| Given request |
Copy out all of the material, matching it word for word.

[Rows from a dataset]

+ + + + +

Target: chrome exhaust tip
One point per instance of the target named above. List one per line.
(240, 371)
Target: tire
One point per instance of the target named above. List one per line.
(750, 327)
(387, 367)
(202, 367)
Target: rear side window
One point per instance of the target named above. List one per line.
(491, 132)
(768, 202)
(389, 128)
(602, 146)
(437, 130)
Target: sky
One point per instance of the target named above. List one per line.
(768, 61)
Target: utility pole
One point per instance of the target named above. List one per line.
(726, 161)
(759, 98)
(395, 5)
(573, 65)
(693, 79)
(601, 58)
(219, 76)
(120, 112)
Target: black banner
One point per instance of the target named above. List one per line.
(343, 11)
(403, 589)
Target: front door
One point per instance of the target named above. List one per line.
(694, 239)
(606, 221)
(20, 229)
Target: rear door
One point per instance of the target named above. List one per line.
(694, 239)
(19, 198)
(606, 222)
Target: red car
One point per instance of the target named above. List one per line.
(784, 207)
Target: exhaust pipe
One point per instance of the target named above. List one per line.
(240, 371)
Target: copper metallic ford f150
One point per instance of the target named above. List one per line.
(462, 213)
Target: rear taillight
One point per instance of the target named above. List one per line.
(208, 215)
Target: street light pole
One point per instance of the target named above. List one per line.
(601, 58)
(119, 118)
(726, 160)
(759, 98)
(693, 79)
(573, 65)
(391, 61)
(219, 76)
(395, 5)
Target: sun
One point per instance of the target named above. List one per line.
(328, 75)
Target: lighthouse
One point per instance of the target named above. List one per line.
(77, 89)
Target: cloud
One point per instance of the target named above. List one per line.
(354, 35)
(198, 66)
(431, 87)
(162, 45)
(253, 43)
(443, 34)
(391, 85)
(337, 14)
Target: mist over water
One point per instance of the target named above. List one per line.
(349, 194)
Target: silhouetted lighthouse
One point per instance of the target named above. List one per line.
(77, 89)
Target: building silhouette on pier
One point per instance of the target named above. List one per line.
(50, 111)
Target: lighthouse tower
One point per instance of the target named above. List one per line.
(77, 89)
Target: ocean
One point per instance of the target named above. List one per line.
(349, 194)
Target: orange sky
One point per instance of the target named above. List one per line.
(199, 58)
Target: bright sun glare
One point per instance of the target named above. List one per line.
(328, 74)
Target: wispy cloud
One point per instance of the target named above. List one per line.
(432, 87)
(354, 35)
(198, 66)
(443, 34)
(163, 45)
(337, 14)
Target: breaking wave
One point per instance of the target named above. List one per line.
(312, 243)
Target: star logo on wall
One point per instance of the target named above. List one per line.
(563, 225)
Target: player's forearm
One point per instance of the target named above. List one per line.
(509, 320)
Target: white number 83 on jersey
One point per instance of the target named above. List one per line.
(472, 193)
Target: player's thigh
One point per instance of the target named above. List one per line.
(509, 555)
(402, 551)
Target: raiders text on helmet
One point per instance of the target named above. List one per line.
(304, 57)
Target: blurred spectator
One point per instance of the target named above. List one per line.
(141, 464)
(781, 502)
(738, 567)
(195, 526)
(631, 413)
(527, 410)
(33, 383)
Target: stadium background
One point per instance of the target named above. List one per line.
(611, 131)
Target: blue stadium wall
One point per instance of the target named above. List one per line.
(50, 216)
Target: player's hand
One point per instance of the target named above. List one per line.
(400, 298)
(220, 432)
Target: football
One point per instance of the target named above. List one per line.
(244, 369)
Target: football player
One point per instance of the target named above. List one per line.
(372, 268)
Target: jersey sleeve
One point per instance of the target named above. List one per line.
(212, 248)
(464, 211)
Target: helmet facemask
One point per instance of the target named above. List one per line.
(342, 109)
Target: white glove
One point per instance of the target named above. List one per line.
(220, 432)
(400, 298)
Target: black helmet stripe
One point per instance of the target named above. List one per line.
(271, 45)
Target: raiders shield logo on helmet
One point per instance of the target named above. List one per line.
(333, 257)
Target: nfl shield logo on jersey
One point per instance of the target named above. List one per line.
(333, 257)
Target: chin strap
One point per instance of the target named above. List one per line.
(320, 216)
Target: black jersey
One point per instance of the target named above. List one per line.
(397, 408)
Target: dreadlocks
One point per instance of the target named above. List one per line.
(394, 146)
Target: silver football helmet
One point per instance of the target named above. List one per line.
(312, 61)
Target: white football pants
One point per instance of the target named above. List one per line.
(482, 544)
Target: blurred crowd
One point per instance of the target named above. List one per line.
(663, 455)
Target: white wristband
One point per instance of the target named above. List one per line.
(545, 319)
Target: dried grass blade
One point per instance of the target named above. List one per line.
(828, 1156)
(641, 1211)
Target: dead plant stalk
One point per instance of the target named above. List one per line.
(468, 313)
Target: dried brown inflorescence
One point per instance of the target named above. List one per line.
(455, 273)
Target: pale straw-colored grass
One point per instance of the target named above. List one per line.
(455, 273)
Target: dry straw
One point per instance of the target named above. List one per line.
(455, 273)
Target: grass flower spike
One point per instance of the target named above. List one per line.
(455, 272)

+ + + + +

| Solution to the exercise |
Target: chrome exhaust tip
One point per instance of the target named above. List one per line.
(240, 371)
Target: tire
One point per instance of the target named above. List one per line.
(750, 327)
(387, 367)
(202, 367)
Target: rear side window
One point per instance of the target named above. List one per line.
(491, 132)
(768, 202)
(389, 128)
(602, 146)
(437, 130)
Target: sky
One point per instance of the target named above. List one per line.
(768, 61)
Target: utility pole
One point per instance of the target named above. List one per line.
(726, 161)
(759, 98)
(395, 5)
(573, 65)
(693, 79)
(601, 58)
(219, 76)
(120, 112)
Target: black banner
One point per instance of the target named above. List one per line.
(343, 11)
(403, 589)
Target: front door
One point per instance of the target named above. List one per line.
(694, 239)
(606, 221)
(20, 229)
Target: rear door
One point per instance of the target named above. List one per line.
(694, 239)
(19, 198)
(606, 222)
Target: red car
One point per instance of the target named above. List one per line.
(784, 207)
Target: exhaust pipe
One point per instance of the target named above. List one per line.
(240, 371)
Target: copper metallic ford f150
One point per instance of the target named above. List one per line.
(462, 213)
Target: rear taillight
One point per instance of the target named above. List one per line.
(208, 215)
Target: street light pole
One point per instance of the target named above. List one per line.
(601, 58)
(119, 118)
(726, 160)
(759, 98)
(693, 79)
(573, 65)
(391, 61)
(219, 76)
(395, 5)
Target: sun
One point per instance of the target named above. List one per line.
(328, 75)
Target: lighthouse
One point per instance of the target named above. List one per line.
(77, 89)
Target: cloud
One point per instance of the target named above. List one per line.
(354, 35)
(198, 66)
(431, 87)
(162, 45)
(253, 43)
(443, 34)
(391, 85)
(337, 14)
Target: mist over water
One point per instance of the target named above. List one per line.
(349, 194)
Target: silhouetted lighthouse
One point per instance of the target named above. List one per line.
(77, 89)
Target: building silhouette on pier
One point per instance of the target named above. List one per line.
(50, 111)
Target: lighthouse tower
One point per instance of the target named above. List one per line.
(77, 89)
Target: ocean
One point per instance of the target named above. List one per line.
(349, 194)
Target: orange sky
One point per instance of the target named above. List one per line.
(199, 58)
Target: bright sun glare
One point per instance of the target named above. List one per line.
(328, 74)
Target: wispy cloud
One point per instance of the target named above. List one per line.
(432, 87)
(354, 35)
(198, 66)
(443, 34)
(163, 45)
(337, 14)
Target: breaking wave
One point per instance of the target named above. List one per line.
(312, 243)
Target: star logo on wall
One point per instance of the target named above. List one per line.
(563, 225)
Target: player's forearm
One point per instance of the target named above. List one per line.
(509, 320)
Target: white number 83 on jersey
One point per instance of the target named above. List one per line.
(472, 193)
Target: player's thigh
One point per instance of the target named above. List one per line.
(509, 555)
(402, 551)
Target: raiders text on helmet
One point per instance of the target named above. List one per line.
(304, 57)
Target: blurred spectator
One point per instance of the target named above. List one per line.
(141, 464)
(781, 502)
(738, 567)
(195, 526)
(631, 413)
(527, 410)
(33, 383)
Target: stadium background
One point per instance of the target named above. List one per line.
(611, 131)
Target: blue stadium wall
One point per instance of the target named above. List one per line.
(50, 216)
Target: player's hand
One point per instance of the target named above. List one per line.
(400, 298)
(220, 432)
Target: football
One point per instance of the target named above. List one per line.
(244, 369)
Target: football player
One point per instance of the target named above. List one per line.
(372, 268)
Target: jersey sleeve
One point per instance of the target named above. List one per line.
(212, 248)
(464, 211)
Target: helmet facemask
One point per instance of the target named above. List one per line.
(342, 109)
Target: white glove
One point per instance of the target named above. List one per line.
(220, 432)
(400, 298)
Target: black helmet stripe
One point per instance of the target named above. List one per line.
(271, 45)
Target: raiders shield logo on helmet
One point per instance of the target named above. List one per line.
(333, 257)
Target: nfl shield logo on jersey
One point per instance of the target named above. List one per line.
(333, 257)
Target: chin strap
One point per instance of the target named above. List one per line.
(320, 216)
Target: black jersey
One point per instance of the target named above. List one per line.
(397, 408)
Target: dreadlocks
One point per instance of the target named above. List one per line.
(394, 146)
Target: silver football helmet
One point per instance of the target named above. List one per line.
(312, 61)
Target: white football pants
One point per instance of the target named above. List one per line.
(482, 544)
Target: blurred crowd
One point per instance of the target named above. List one per line.
(663, 455)
Target: white wristband
One point per instance of the target named above. List one per line.
(545, 319)
Target: dried grass blade
One point per instance of the target named above. List one per line.
(828, 1156)
(641, 1211)
Target: dead plant stalk
One point per instance of the target named above. List one per line.
(468, 313)
Target: dried brown inflorescence
One point per instance of the target named above. List one per line.
(455, 273)
Target: pale straw-colored grass
One point per instance of the target named above. List one per line.
(455, 273)
Target: dry straw
One point per instance of the target named above. List one per line.
(455, 273)
Target: grass flower spike
One point per instance of the target named above. List one per line.
(455, 272)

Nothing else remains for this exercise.